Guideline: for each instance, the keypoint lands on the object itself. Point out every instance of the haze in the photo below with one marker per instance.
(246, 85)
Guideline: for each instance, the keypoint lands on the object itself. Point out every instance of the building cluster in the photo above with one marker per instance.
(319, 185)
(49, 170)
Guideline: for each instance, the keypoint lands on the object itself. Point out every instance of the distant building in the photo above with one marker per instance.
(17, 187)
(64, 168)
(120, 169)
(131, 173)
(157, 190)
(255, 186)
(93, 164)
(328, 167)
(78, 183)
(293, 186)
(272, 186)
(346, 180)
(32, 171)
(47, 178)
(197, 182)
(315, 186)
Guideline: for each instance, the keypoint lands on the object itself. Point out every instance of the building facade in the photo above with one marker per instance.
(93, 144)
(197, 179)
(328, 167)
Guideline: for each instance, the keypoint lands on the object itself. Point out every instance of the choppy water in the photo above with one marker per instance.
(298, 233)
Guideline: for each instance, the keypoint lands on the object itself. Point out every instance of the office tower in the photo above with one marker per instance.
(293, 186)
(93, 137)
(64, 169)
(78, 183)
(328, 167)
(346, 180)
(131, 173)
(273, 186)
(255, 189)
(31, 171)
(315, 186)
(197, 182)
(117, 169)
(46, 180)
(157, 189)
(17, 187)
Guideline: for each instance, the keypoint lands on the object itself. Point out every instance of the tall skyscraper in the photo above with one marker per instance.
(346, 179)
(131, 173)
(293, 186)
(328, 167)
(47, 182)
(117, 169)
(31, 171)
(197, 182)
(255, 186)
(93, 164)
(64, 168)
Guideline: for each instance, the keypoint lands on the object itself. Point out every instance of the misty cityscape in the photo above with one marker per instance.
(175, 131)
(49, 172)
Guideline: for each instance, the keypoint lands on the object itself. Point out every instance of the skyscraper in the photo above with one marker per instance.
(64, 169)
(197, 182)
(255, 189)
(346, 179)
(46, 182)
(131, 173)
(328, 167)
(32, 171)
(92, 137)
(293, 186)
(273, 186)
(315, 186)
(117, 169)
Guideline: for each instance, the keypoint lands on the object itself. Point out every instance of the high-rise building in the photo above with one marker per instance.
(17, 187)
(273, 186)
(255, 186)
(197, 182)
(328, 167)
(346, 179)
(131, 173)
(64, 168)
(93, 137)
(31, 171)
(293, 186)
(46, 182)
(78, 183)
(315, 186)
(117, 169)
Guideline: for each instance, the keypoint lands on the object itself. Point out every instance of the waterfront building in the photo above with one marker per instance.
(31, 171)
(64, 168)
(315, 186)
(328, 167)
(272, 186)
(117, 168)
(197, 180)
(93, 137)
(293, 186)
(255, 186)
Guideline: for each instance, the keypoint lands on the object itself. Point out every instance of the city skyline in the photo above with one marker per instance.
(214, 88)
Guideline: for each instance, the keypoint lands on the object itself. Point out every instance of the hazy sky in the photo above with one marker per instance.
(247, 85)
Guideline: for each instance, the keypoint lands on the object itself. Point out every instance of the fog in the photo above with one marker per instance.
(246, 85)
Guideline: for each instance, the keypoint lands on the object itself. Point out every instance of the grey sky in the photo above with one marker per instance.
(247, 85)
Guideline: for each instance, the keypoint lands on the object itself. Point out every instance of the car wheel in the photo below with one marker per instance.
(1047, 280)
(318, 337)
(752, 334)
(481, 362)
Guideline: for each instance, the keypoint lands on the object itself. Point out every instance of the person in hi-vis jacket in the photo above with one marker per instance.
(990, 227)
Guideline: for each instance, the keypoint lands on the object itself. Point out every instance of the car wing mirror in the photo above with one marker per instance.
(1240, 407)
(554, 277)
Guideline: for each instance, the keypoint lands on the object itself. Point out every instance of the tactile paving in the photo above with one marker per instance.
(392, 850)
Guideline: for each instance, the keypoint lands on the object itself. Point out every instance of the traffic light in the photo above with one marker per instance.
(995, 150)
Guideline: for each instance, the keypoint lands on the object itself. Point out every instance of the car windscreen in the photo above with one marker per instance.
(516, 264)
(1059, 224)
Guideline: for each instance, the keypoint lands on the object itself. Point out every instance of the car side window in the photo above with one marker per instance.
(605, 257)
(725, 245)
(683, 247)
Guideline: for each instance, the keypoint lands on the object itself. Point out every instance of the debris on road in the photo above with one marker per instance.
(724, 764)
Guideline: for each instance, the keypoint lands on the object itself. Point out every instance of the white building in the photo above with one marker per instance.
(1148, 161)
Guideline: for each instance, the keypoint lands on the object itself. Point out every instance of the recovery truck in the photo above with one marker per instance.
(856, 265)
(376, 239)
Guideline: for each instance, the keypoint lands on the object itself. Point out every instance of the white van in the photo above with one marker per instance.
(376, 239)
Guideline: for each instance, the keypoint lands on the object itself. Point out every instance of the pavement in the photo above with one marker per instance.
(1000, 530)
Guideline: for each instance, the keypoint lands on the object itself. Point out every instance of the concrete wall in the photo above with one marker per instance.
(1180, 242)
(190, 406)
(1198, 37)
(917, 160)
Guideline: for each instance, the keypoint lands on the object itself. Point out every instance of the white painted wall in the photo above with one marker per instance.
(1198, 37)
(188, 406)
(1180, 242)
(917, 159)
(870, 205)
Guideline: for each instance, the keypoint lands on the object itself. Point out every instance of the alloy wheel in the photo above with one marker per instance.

## Problem statement
Once you have read the data, copy all of it out exactly.

## Reply
Guideline: for each instance, the keypoint lands on the object itself. Point out every instance of the haze in the photo below with one marker per instance.
(246, 85)
Guideline: for each instance, the keypoint lands on the object itself. Point out every instance of the building cluster in the photo above with one marker per instance.
(319, 185)
(49, 170)
Guideline: for each instance, the keypoint lands on the object itself. Point out every instance of the distant building in the photo above with one marker per instance.
(17, 187)
(64, 168)
(120, 169)
(131, 173)
(157, 190)
(255, 186)
(93, 164)
(328, 167)
(78, 183)
(293, 186)
(272, 186)
(346, 180)
(32, 171)
(47, 178)
(197, 182)
(315, 186)
Guideline: for each instance, the keypoint lands on the object itself. Point out every instance of the building facade in the photo above with one marker per instance.
(93, 144)
(197, 179)
(328, 167)
Guideline: for each instance, the keypoint lands on the object itself. Point out every instance of the choppy water in the photo above with one marker per instance.
(298, 233)
Guideline: for each instance, the keypoint lands on the object itself. Point out every instance of the office tower in the photo above with one marker per instance.
(293, 186)
(93, 137)
(64, 169)
(78, 183)
(328, 167)
(346, 180)
(131, 173)
(273, 186)
(255, 189)
(31, 171)
(315, 186)
(197, 182)
(117, 169)
(46, 180)
(157, 189)
(17, 187)
Guideline: for each instance, the keypoint lands on the object itself. Point out every instance of the tall skyscraper in the photo above with one marker per instance.
(346, 179)
(131, 173)
(293, 186)
(328, 167)
(47, 182)
(117, 169)
(31, 171)
(197, 182)
(255, 186)
(93, 164)
(64, 168)
Guideline: for each instance, the keypoint lands on the object itself. Point out every instance of the misty cityscape in the photo above with one marker per instance.
(175, 131)
(49, 172)
Guideline: for each instance, the keypoint lands on the object itself. Point out every instance of the skyscraper in the photo above with one marker per instance.
(64, 169)
(197, 182)
(255, 189)
(346, 179)
(46, 182)
(131, 173)
(328, 167)
(32, 171)
(92, 137)
(293, 186)
(273, 186)
(315, 186)
(117, 169)
Guideline: for each instance, the keypoint lands on the object itself. Point out every instance of the high-rise building in the photo above with one marker per instance.
(17, 187)
(273, 186)
(255, 186)
(197, 182)
(328, 167)
(346, 179)
(131, 173)
(64, 168)
(93, 137)
(31, 171)
(293, 186)
(46, 182)
(78, 183)
(315, 186)
(117, 169)
Guideline: for each instance, the keypoint lands on the object itself. Point out every instance of the waterfront building in the photo above with one marker per instance.
(31, 171)
(64, 168)
(315, 186)
(328, 167)
(272, 186)
(117, 168)
(197, 180)
(93, 137)
(293, 186)
(255, 186)
Guideline: for each instance, the keypoint lands on the object itself. Point out every instance of the city skyline in the photo above with one marker per instance.
(214, 88)
Guideline: for each instance, the keypoint lands on the object itself. Point out every instance of the hazy sky in the photo above with one marker per instance.
(247, 85)
Guideline: for each instance, the keypoint lands on the object itself. Point out every instance of the fog in the photo above with one marker per instance.
(246, 85)
Guideline: for each instance, the keypoint lands on the object itself. Point out every instance of the grey sky in the photo above with one marker per instance.
(247, 85)
Guideline: for each instance, the keypoint lands on the object itself. Point out every instance of the car wheel in the photo below with one marker per instance.
(1047, 280)
(318, 337)
(752, 334)
(481, 362)
Guideline: for each instance, the keypoint lands on the object itself. Point out every instance of the person in hi-vis jacket in the photo above with one marker per instance.
(990, 227)
Guideline: for each instance, the keypoint lands on the object itself. Point out every instance of the car wing mirror in the photo above with one marker per instance.
(1240, 407)
(554, 277)
Guideline: for each instance, the keypoint lands on the object itself. Point out every instance of the tactile paving in the photo above with one marker per instance.
(392, 850)
Guideline: for each instance, the keypoint lands on the object itself. Point out every instance of the traffic light in the photo above with one marker per instance.
(995, 150)
Guideline: for each instance, the keypoint lands on the object itself. Point out every instance of the car windscreen in the photo above with one marker per instance.
(516, 264)
(1059, 224)
Guideline: for each instance, the keypoint lands on the object itself. Point out every instance of the car side window in the photo above with one marker per instance.
(605, 257)
(725, 245)
(683, 247)
Guideline: for each instance, the keypoint lands on the object itself. Point out every instance of the debris on road in the photo above with one marker per instance.
(724, 764)
Guideline: for each instance, the keypoint lands on the object itself. Point out every instance of the white building in the photo above with one marker per instance.
(1148, 161)
Guideline: for each instance, the keypoint lands on the object itself. Point out every instance of the recovery truck in the photo above with one marker per instance.
(856, 265)
(376, 239)
Guideline: for each instance, the keypoint lands on the object itself. Point out every instance of the white van in the photo above with one marker per instance.
(376, 239)
Guideline: for each instance, the keypoint lands on the object itself. Point out every instance of the pavement in the photo above with one marker per instance.
(1000, 530)
Guideline: for each instance, the keypoint lands on the object itself. Point out every instance of the concrete wall in the photo above with one marker per instance.
(1180, 242)
(190, 406)
(1198, 37)
(917, 160)
Guideline: for each instance, the keypoint lands on the object itself. Point out every instance of the white painted wall in the photo above with one marker per instance.
(1198, 37)
(188, 406)
(1180, 242)
(917, 159)
(870, 205)
Guideline: for each instance, the keypoint lands on the object itself. Point out every instance of the alloy wheel in the photo above with one marker per instance.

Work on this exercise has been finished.